=== Extrait choisi ===
Entreprendre - Au Liban, il ne fait plus bon être journaliste

Impunité des assassins, cadre légal obsolète, intérêts politiques et financiers : le Liban, jadis symbole de la liberté d’expression, dégringole dans les classements internationaux sur l’indépendance des journalistes et des médias, qui le comparent désormais aux États policiers.

Terre de tous les paradoxes, le Liban est à la fois l’un des pays où les journalistes bénéficient de la plus grande liberté d’expression, mais également l’un de ceux où ils sont le moins protégés et où leurs mots leur coûtent parfois ce qu’ils ont de plus cher : leur vie. Si le paysage médiatique est marqué par un pluralisme et une diversité quasi inexistants dans les autres pays arabes et si les éditorialistes et reporters n’hésitent pas à prendre des positions que même leurs confrères occidentaux ne se permettraient pas, le Liban chute depuis quelques années dans les classements de liberté des médias.
=== Jeu de données ===
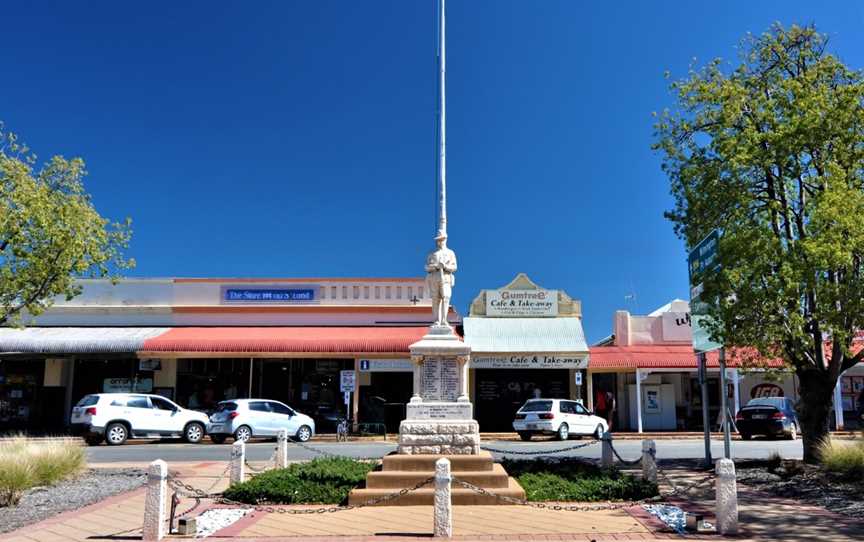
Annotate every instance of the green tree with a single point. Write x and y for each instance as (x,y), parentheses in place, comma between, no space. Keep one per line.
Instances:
(50,233)
(771,151)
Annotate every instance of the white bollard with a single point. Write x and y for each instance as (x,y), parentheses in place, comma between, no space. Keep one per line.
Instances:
(443,503)
(607,459)
(154,502)
(282,449)
(649,460)
(238,463)
(727,497)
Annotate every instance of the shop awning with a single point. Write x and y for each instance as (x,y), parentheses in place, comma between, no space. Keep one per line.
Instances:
(663,357)
(505,335)
(251,340)
(76,340)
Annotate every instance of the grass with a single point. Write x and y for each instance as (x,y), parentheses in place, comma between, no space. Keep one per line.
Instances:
(26,463)
(320,481)
(843,458)
(575,480)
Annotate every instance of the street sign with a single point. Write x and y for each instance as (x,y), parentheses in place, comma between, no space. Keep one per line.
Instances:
(702,260)
(347,381)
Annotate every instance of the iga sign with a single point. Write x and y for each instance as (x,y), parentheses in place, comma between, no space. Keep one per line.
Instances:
(521,302)
(535,361)
(677,327)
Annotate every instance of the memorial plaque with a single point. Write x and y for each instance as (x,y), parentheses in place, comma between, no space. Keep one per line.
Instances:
(440,411)
(440,379)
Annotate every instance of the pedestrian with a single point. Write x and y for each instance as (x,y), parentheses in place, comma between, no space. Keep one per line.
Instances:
(610,409)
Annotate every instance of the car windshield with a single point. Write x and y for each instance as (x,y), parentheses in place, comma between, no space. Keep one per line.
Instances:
(88,400)
(537,406)
(226,407)
(776,402)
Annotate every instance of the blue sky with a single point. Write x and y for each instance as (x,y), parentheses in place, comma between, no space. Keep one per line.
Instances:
(296,138)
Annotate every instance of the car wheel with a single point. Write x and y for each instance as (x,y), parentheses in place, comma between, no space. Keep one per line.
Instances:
(243,433)
(116,434)
(193,433)
(563,432)
(304,433)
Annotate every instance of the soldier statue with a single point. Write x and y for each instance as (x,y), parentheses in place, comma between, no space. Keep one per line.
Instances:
(440,266)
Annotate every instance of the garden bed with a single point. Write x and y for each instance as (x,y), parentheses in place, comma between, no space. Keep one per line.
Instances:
(89,487)
(572,479)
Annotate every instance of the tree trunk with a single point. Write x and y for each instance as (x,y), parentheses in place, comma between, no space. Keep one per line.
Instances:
(817,392)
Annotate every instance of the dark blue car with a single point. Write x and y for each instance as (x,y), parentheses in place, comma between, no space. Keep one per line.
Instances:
(770,416)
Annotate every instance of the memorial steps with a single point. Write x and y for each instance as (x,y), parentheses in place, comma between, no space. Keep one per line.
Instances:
(401,470)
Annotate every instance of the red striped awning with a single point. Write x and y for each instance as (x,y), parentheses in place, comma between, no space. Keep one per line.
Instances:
(651,356)
(286,339)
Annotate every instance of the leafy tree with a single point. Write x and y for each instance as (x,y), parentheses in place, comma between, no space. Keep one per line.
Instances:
(772,153)
(50,233)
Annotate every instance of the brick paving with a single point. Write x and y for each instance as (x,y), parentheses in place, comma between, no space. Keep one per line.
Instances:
(762,518)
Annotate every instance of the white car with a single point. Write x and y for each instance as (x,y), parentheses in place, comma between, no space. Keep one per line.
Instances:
(116,417)
(557,416)
(243,419)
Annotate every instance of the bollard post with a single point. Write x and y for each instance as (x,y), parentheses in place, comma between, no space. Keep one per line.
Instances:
(282,449)
(443,503)
(607,459)
(238,463)
(727,497)
(154,502)
(649,460)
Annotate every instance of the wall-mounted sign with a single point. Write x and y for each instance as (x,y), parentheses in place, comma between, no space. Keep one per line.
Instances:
(677,327)
(766,389)
(295,294)
(516,303)
(530,361)
(386,366)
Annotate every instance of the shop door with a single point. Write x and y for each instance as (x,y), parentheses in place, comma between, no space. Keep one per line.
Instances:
(500,392)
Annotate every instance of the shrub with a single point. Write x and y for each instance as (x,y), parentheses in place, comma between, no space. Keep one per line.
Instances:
(320,481)
(25,463)
(843,458)
(575,480)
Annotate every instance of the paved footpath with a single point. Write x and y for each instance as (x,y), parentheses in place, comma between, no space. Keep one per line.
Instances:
(119,518)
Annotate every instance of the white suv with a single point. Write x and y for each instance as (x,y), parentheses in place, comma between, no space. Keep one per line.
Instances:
(247,418)
(116,417)
(557,416)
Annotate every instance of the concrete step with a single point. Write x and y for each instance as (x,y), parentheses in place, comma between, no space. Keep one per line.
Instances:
(426,495)
(395,480)
(426,463)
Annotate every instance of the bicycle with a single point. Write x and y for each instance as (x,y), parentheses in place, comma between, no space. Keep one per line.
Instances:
(342,430)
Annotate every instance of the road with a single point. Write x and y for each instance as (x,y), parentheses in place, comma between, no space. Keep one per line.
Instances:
(261,451)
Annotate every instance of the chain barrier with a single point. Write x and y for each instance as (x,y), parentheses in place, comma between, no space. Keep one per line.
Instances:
(621,459)
(540,452)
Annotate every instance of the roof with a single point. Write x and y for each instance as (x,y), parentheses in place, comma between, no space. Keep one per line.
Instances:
(500,335)
(652,356)
(286,339)
(76,340)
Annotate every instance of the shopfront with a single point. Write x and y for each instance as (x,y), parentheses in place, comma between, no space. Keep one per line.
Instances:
(526,342)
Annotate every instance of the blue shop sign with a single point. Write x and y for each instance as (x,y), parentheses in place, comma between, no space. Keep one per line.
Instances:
(268,295)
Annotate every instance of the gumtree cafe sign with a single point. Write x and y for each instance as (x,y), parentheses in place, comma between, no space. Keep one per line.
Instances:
(522,302)
(530,361)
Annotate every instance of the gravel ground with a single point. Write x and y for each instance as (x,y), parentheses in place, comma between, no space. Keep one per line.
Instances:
(92,486)
(808,483)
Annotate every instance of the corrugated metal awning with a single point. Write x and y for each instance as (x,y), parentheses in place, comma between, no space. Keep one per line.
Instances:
(503,335)
(76,340)
(251,340)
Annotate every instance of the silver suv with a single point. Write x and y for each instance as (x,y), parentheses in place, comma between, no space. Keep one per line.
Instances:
(243,419)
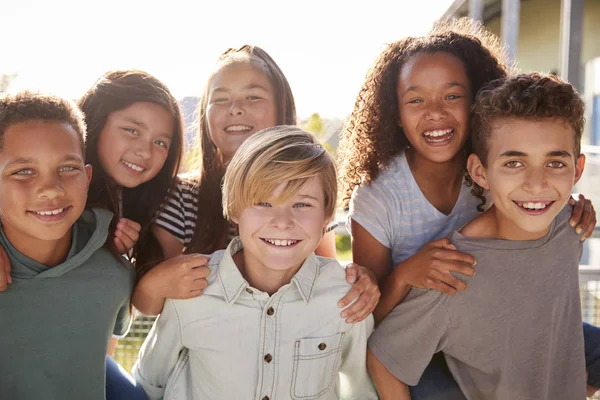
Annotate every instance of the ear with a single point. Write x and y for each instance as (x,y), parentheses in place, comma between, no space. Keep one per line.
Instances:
(88,173)
(477,171)
(579,167)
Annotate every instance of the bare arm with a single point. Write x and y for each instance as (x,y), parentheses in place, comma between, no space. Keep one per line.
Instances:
(388,387)
(170,245)
(326,247)
(180,277)
(430,268)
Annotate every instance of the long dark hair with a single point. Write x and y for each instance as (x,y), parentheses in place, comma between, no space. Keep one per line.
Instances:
(210,234)
(114,91)
(371,137)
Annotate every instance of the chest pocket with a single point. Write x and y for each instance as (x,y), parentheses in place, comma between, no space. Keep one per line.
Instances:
(316,363)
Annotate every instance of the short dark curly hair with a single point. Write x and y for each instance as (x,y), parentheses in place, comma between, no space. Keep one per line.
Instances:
(531,96)
(371,137)
(33,107)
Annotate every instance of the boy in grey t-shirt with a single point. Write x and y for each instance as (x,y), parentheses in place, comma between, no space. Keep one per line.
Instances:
(516,333)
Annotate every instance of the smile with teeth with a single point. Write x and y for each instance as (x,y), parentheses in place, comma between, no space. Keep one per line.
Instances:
(238,128)
(534,205)
(133,166)
(281,242)
(50,212)
(438,135)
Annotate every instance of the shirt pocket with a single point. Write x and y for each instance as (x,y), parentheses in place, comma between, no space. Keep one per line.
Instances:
(316,362)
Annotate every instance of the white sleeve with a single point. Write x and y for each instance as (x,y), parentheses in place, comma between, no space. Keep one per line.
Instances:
(357,384)
(373,208)
(159,353)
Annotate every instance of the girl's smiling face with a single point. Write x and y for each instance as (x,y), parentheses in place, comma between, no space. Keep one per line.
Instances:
(241,102)
(134,143)
(434,100)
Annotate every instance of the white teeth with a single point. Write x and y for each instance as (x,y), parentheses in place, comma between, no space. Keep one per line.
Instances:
(133,166)
(238,128)
(438,133)
(534,206)
(279,242)
(52,212)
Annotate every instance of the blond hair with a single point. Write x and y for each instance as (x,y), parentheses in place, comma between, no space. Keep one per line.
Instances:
(282,154)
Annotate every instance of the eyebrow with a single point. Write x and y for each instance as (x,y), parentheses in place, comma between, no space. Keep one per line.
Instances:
(25,160)
(136,122)
(307,196)
(449,85)
(247,87)
(556,153)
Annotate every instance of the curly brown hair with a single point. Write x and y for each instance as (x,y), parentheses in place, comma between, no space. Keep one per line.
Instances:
(371,137)
(531,96)
(28,106)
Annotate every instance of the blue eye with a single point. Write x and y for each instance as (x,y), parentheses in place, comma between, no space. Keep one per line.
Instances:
(162,143)
(556,164)
(132,131)
(68,168)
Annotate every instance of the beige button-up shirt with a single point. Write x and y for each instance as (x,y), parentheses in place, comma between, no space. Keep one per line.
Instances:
(242,343)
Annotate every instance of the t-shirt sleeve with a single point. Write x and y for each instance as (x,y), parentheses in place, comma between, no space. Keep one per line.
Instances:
(411,334)
(172,217)
(370,207)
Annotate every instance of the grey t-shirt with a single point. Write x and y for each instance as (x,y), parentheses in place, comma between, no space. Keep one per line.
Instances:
(394,210)
(514,334)
(55,323)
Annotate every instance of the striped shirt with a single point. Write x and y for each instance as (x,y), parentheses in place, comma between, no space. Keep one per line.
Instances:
(179,215)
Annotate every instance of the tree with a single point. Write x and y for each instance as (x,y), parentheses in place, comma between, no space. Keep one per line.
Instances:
(5,81)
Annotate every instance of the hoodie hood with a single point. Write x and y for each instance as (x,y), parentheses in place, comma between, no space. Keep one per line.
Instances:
(89,234)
===
* **Tâches proposées**
(a) Dans l'extrait choisi sur la presse libanaise, quels sont les facteurs énumérés avant les deux-points de la phrase d'ouverture ?
(b) Selon l'extrait choisi sur la presse libanaise, à quoi les classements internationaux comparent-ils désormais le Liban ?
(c) Poursuivez l'extrait choisi sur la presse libanaise là où il s'arrête.

* **Réponses rédigées**
(a)
- Impunité des assassins
- Cadre légal obsolète
- Intérêts politiques et financiers

(b) Aux États policiers.

(c)
DÉGRINGOLADE DANS LE CLASSEMENT DE RSF

Dans le rapport annuel de Reporters sans frontières (RSF) sur la liberté de la presse, publié le 3 mai 2022, on constate que Beyrouth a perdu 23 places par rapport au précédent classement, passant de la 107e à la 130e place, sur 180 pays.

Le Liban continue cependant d’être mieux classé que la plupart des pays arabes, notamment les Émirats arabes unis (138e place), la Libye (143e), le Koweït (158e) ou l’Arabie saoudite (166e), mais il est dépassé par le Qatar (119e place) et la Jordanie (120e). Dénonçant dans le chapitre consacré au Liban une pression politique “plus forte que jamais”, RSF note que “les militants politiques participent à des campagnes d’intimidation, en particulier des partisans du Hezbollah (parti pro-iranien), qui utilisent Twitter pour menacer les journalistes”.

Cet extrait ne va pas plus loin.